**The task**
Find the line that contains "Please locate the rock outcrop". Output it and every line after it to the end of the records, exactly as they appear.
**** Source data
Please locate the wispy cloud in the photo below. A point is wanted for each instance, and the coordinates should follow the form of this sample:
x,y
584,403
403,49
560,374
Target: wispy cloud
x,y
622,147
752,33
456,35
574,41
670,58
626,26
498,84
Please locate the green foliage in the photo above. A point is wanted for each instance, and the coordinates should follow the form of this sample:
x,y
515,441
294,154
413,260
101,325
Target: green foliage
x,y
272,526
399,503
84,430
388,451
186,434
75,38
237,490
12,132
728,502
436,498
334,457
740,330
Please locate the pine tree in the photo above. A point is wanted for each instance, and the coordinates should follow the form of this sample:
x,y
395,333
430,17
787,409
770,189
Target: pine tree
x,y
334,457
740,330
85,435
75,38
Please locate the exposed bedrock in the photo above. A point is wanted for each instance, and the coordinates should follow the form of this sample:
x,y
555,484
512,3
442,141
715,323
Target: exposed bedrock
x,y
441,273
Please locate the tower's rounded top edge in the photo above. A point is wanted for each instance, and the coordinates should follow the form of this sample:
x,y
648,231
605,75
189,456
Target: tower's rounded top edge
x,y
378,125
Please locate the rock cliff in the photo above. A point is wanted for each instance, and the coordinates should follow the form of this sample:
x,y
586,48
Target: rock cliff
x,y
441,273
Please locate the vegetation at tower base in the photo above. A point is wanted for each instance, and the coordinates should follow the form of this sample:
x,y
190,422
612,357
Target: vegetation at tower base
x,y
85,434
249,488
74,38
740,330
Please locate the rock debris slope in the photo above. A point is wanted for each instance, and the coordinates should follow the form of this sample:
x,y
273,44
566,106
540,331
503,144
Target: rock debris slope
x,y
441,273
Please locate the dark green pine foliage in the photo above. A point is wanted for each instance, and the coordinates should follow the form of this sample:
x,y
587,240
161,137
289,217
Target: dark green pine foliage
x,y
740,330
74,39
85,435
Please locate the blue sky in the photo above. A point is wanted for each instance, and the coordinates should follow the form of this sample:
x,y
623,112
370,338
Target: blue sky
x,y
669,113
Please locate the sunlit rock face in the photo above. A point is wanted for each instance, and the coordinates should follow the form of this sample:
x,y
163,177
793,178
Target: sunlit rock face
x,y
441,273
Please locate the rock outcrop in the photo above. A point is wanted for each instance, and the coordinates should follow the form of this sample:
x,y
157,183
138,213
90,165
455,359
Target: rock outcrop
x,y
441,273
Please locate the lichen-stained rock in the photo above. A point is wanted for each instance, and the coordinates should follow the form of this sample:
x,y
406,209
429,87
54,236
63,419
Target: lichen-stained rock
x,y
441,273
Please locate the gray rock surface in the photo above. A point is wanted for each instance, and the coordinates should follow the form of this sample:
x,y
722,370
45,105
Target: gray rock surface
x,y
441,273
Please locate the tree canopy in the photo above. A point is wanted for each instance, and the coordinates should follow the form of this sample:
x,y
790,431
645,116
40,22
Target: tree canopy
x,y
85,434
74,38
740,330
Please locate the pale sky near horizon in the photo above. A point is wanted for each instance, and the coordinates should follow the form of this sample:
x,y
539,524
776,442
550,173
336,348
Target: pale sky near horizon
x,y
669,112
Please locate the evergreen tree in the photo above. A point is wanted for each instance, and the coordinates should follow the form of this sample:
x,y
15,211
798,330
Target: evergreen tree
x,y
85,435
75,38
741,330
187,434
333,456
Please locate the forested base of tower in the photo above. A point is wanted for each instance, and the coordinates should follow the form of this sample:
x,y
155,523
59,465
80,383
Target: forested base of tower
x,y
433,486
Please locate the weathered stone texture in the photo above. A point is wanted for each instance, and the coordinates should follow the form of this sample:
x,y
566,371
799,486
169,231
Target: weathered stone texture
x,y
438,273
********
**Solution to this exercise**
Please locate the rock outcrop in the photo above. A point is wanted for each instance, and the coordinates should follow the form of this sample:
x,y
157,183
138,213
90,165
455,359
Target: rock outcrop
x,y
441,273
Please locate the lichen-stained rock in the photo above. A point is wanted for each instance, and the coordinates should follow the form of this sample:
x,y
406,209
429,87
54,236
63,419
Target: lichen-stained rock
x,y
441,273
Please locate the gray rock surface in the photo above. A point is wanted for each instance, and the coordinates should follow the form of this sample:
x,y
722,370
45,105
Target: gray rock surface
x,y
441,273
Please locate the tree canopy in the photo above. A point is wanted for each instance, and the coordinates should follow the form of this sample:
x,y
790,431
645,116
40,22
Target: tree canopy
x,y
85,434
74,38
740,330
Please locate the pale sky near horizon in the photo above. A point is wanted for each instance, and the coordinates should follow the form of this sample:
x,y
539,524
776,442
550,173
336,348
Target: pale sky near horizon
x,y
669,112
Please locate the evergreen tree in the photo above. A point is wanted for each instance, and the coordinates should follow the form of this sample:
x,y
15,211
798,330
Target: evergreen tree
x,y
85,435
75,38
741,330
187,434
333,456
Please locate the forested base of tower in the photo above. A point is wanted for each instance, and the coordinates should follow the form of this sample:
x,y
155,523
59,465
80,383
Target: forested base of tower
x,y
433,486
Please locate the weathered stone texture in the photo above. A point is wanted for each instance, and the coordinates should follow the form of this sample:
x,y
566,371
799,486
169,231
Target: weathered stone texture
x,y
438,273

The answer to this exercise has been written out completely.